§ Excerpt:
By Francisco Seva Rivadulla
The Mexican lemon sector is betting on the diversification of international markets and has its sights set on the Asian market.
Oliver Huesmann, director of Fruit Consulting and expert in the Asian market, says lemons have possibilities in all Asian countries. “What is needed is a promotion of this Mexican product so that the consumer knows it better and is interested in a product that so far does not have much share in the Asian market, except for Japan,” he says. “Although Asian countries produce limes and lemons, there is a large market and sufficient consumption of this type of citrus, and even more in times of post-COVID when everyone is looking for a way to eat healthy.”
According to Huesmann, Mexico is among the leading countries in citrus production and exports, with the United States being the main recipient of Mexican citrus. He points to the need to diversify and reduce dependence on the U.S. market, particularly for lemons.
American foreign policy has resulted in a decrease in consumption of U.S. products in China and the rest of Asia, says Huesmann. “All this product is now supplying the American market and import demand is dropping,” he says.
“The Chinese market is very interesting because lemon is a star product in the diet of young Chinese people,” says Huesmann. He adds that a positive factor is that the commercial relationship between Mexico and China has strengthened in recent years due to confidence in Mexican foods such as berries, avocados, strawberries and bananas.
Huesmann reports that Mexican producers export to 32 countries, including Asian countries such as Japan, Hong Kong, Singapore and China. “Mexican citrus fruits are well accepted in the markets of Japan and South Korea. Although export quantities are still relatively low, Mexico can take advantage of this endorsement and knowledge to be able to increase quantities in other Asian countries,” he says.

§ Problem to solve: Reproduce the portion of the lemon-export article from "By Francisco Seva" up to and including "the Asian market.", word for word.

§ Records provided:
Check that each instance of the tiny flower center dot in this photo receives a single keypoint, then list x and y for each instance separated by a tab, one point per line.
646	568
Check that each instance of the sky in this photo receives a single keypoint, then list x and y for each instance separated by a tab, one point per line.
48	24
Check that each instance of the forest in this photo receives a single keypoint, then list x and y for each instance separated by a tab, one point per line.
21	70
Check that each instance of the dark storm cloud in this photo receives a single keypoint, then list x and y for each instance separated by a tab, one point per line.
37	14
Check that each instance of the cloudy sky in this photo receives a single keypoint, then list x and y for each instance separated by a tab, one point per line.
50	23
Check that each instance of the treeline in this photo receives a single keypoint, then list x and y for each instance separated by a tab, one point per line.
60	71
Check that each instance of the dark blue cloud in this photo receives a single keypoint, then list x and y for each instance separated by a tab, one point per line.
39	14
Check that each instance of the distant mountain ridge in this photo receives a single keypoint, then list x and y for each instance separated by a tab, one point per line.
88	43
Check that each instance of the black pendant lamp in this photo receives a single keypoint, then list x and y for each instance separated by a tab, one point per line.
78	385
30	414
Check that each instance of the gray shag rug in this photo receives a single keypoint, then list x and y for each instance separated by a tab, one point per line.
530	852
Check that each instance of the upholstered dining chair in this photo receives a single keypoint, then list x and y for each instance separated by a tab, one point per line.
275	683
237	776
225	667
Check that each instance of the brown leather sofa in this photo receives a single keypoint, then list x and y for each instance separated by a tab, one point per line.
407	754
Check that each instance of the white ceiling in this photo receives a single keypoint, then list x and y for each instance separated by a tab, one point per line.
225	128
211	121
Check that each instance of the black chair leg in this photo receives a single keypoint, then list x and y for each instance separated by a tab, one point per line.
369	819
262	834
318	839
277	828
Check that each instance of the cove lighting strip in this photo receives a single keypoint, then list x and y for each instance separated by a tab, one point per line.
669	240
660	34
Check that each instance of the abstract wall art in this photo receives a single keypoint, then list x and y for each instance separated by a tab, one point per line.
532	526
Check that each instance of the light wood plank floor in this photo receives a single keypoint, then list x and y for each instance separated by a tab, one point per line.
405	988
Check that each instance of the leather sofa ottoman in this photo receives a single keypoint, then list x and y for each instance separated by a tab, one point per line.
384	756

§ Output of the exercise:
By Francisco Seva Rivadulla
The Mexican lemon sector is betting on the diversification of international markets and has its sights set on the Asian market.